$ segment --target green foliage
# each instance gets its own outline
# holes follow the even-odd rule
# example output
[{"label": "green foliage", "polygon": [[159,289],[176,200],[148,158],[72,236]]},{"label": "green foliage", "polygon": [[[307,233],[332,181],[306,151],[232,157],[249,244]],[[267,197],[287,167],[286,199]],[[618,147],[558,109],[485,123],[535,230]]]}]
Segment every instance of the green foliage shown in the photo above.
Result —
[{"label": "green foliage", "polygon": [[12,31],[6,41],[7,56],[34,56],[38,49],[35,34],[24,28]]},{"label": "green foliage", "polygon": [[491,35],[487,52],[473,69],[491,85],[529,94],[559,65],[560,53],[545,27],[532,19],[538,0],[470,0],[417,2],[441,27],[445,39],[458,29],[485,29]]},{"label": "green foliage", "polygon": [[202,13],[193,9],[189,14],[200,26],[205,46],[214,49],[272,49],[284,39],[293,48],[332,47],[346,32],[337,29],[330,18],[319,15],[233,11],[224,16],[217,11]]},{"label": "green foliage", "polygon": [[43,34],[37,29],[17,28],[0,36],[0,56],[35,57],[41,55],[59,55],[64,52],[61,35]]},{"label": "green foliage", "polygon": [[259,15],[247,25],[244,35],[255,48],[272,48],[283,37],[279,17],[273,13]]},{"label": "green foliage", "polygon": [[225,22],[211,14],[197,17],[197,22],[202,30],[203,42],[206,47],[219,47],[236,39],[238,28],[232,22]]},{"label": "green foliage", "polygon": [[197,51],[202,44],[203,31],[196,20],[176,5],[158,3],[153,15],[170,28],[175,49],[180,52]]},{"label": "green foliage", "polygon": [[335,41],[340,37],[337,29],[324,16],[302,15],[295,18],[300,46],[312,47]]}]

> _DIRECTIONS FOR THIS TASK_: Your answer should be the lines above from the one containing "# example output" through the one containing "Segment every instance", copied exactly and with both ends kept.

> _EXERCISE ANSWER_:
# example output
[{"label": "green foliage", "polygon": [[159,289],[176,200],[148,158],[72,236]]},{"label": "green foliage", "polygon": [[[307,233],[332,181],[306,151],[232,157],[249,244]],[[267,197],[287,167],[286,199]],[[618,147],[558,109],[485,123],[535,230]]]}]
Segment every instance of the green foliage shown in the photo above.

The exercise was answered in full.